## Task statement
Edit the lines below so that each "Wanted" becomes "Requested", with everything else unchanged. Leave the pictures out of your answer.

· · · ·

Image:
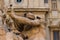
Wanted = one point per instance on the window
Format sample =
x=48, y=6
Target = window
x=45, y=1
x=54, y=4
x=19, y=1
x=56, y=35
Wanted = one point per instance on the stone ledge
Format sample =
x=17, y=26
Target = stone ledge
x=29, y=9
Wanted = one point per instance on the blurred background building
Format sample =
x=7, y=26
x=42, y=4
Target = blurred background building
x=48, y=10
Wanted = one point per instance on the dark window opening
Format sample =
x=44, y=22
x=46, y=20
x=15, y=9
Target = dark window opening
x=45, y=1
x=56, y=35
x=19, y=1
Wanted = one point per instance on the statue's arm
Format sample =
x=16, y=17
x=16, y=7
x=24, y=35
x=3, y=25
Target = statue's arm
x=25, y=20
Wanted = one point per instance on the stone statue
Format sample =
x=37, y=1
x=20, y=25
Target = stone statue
x=29, y=26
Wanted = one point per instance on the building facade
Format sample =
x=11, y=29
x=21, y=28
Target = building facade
x=48, y=10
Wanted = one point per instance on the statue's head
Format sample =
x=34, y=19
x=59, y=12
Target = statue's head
x=29, y=15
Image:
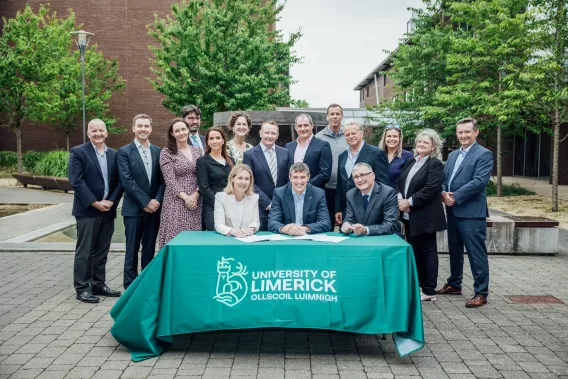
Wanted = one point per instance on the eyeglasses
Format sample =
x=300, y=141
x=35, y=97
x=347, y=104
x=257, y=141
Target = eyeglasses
x=357, y=177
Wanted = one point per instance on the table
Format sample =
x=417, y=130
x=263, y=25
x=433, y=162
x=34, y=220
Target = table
x=204, y=281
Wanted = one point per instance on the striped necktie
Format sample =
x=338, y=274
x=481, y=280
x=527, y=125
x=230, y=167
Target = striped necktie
x=272, y=165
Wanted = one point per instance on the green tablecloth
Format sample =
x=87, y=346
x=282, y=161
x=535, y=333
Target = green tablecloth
x=203, y=281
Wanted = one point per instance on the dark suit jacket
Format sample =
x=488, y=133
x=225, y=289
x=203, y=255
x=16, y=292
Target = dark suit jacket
x=86, y=178
x=318, y=158
x=190, y=142
x=138, y=190
x=211, y=178
x=425, y=189
x=283, y=212
x=381, y=216
x=469, y=182
x=263, y=183
x=370, y=154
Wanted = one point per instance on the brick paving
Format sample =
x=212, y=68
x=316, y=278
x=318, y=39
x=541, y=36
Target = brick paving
x=46, y=333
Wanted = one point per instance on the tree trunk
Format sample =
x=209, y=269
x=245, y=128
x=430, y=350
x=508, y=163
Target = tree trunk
x=18, y=131
x=555, y=158
x=499, y=162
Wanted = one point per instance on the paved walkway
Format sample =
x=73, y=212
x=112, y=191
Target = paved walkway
x=46, y=333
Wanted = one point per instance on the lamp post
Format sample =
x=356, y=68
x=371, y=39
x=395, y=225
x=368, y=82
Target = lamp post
x=82, y=39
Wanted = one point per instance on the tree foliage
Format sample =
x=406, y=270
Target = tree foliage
x=222, y=55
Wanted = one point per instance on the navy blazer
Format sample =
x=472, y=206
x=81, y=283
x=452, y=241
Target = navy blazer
x=375, y=157
x=318, y=158
x=381, y=215
x=314, y=215
x=469, y=182
x=86, y=178
x=138, y=190
x=263, y=183
x=190, y=142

· · · ·

## Right answer
Image:
Requested = one point per instance on the window
Format sample =
x=48, y=6
Target = window
x=45, y=1
x=54, y=4
x=19, y=1
x=56, y=35
Requested = one point per instance on the stone ledge
Format sample =
x=17, y=26
Target = stone ledge
x=29, y=9
Requested = one point per instance on the blurred background building
Format sample =
x=7, y=26
x=42, y=4
Target = blurred background building
x=48, y=10
Requested = one point per instance on the dark window opening
Format sample =
x=44, y=22
x=46, y=20
x=15, y=9
Target = dark window opening
x=45, y=1
x=56, y=35
x=19, y=1
Requested = one point per instance on the statue's arm
Format sample =
x=16, y=17
x=16, y=7
x=24, y=35
x=3, y=25
Target = statue's arm
x=25, y=20
Requested = one point per instance on the stone statue
Format sample =
x=37, y=1
x=20, y=25
Target = stone statue
x=29, y=26
Requested = one point per instance on the building facade
Format sample =
x=11, y=29
x=21, y=28
Target = building facade
x=48, y=10
Requested = one point per instance on the statue's head
Format sample =
x=34, y=19
x=59, y=12
Target = statue's head
x=29, y=15
Image:
Requested = one point per instance on the eyeglasses
Format sample =
x=300, y=141
x=35, y=97
x=347, y=104
x=257, y=141
Target = eyeglasses
x=357, y=177
Requested = one point per instance on the table
Format sample =
x=417, y=130
x=263, y=25
x=433, y=162
x=34, y=220
Target = table
x=204, y=281
Requested = one point per instance on the striped necktie
Format sample =
x=338, y=274
x=481, y=280
x=527, y=125
x=230, y=167
Target = striped necktie
x=272, y=165
Requested = one point per instance on the green tablecloth
Format sample =
x=87, y=346
x=282, y=161
x=535, y=333
Target = green tablecloth
x=203, y=281
Requested = one point per instance on the dark suit jacket
Format sample =
x=488, y=133
x=225, y=289
x=203, y=255
x=16, y=292
Target = dark suit jacket
x=86, y=178
x=318, y=158
x=190, y=142
x=138, y=190
x=211, y=178
x=425, y=189
x=283, y=212
x=381, y=216
x=469, y=182
x=263, y=183
x=370, y=154
Requested = one point per instance on the brick paving
Format sample =
x=212, y=68
x=316, y=278
x=318, y=39
x=541, y=36
Target = brick paving
x=46, y=333
Requested = one point per instance on the tree trunk
Format sample =
x=209, y=269
x=245, y=128
x=430, y=350
x=508, y=163
Target = tree trunk
x=18, y=131
x=555, y=158
x=499, y=162
Requested = one point per instance on the paved walkway
Format sample =
x=73, y=212
x=112, y=191
Target = paved walkway
x=46, y=333
Requested = one point per instance on the lamp post
Format sample =
x=356, y=68
x=371, y=39
x=395, y=225
x=368, y=82
Target = lamp post
x=82, y=39
Requested = one point per instance on the tree foliage
Format sample =
x=406, y=270
Target = tree foliage
x=222, y=55
Requested = one point per instance on the navy blazer
Format sample =
x=472, y=206
x=81, y=283
x=452, y=241
Target = navy blazer
x=375, y=157
x=318, y=158
x=381, y=215
x=314, y=215
x=469, y=182
x=86, y=178
x=138, y=190
x=263, y=183
x=190, y=142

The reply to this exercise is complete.